[Source passage]
»»
Madam Speaker, it is a pleasure to rise today to speak to this concurrence debate on a Conservative supplementary report on the variance in food prices.
It is interesting to hear my Liberal, NDP and Bloc colleagues not really talking about the impact that the carbon tax and other Liberal-NDP policies are having on Canadian farm families and our supply chain, which in turn, are driving up prices for Canadians and consumers, who are witnessing this first-hand at the grocery store shelves. We have talked a lot over the last week, our first week back in the House of Commons, about the impact we are seeing on food security in Canada. These numbers are truly startling, when we are seeing the number of Canadians who are now experiencing food insecurity in our country, a G7 country, up 111%. That is almost nine million Canadians struggling to find their next meal, millions of Canadian parents unable to feed their kids and 25% of our population struggling to put food on the table. These are numbers that I certainly never thought I would see in my lifetime.
««
[Recorded data]
»»
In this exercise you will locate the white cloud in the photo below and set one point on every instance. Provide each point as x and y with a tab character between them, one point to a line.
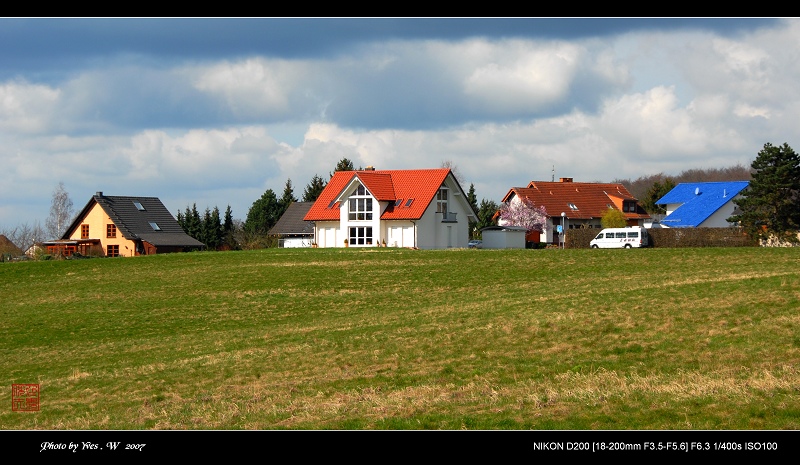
««
[Challenges]
- a) Using the speech on food prices, mark each statement yes or no and quote the words from the speech that decide it. (i) The debate concerns a Conservative supplementary report on the variance in food prices. (ii) The number of Canadians experiencing food insecurity is up 111%. (iii) The speaker says 15% of the population is struggling to put food on the table.
- b) Please write a continuation of the speech on food prices, starting right after its last sentence.
The data plays no part in this work.

[Answers to the problems]
- a)
(i) Yes: "a Conservative supplementary report on the variance in food prices"
(ii) Yes: "the number of Canadians who are now experiencing food insecurity in our country, a G7 country, up 111%"
(iii) No: "25% of our population struggling to put food on the table"

- b)
The Liberals have been saying all afternoon that Canadians have just never had it so good, and I do not know what they are talking about. The stats are startling, and they are not only the stats on Canadians experiencing food insecurity but also the government's own data on on-farm income shows that it decreased 3% in 2022.
On-farm income is down $9.1 billion, from $13 billion in 2022, which is a drop of 41.7% from 2022 to 2023. Let us put this into some more specific numbers. In British Columbia, net farm income is down 36%; in Alberta, it is down 55%; in Saskatchewan, it is down 42%; in Quebec, it is down 43%; and in New Brunswick, it is down 55%. The member for Winnipeg North is saying that Manitoba farmers have never had it so good, but in that member's own province, that income has decreased 38%.
Why is this happening? It is because the carbon tax is costing Canadian farmers almost a billion dollars a year. It is continuing to go up year after year, but that is only what we are seeing in direct costs. They are also seeing higher costs on fertilizer, fuel, feed and every other input they are putting into their farm operations. Machinery and employment, all of these things, are seeing their prices go up.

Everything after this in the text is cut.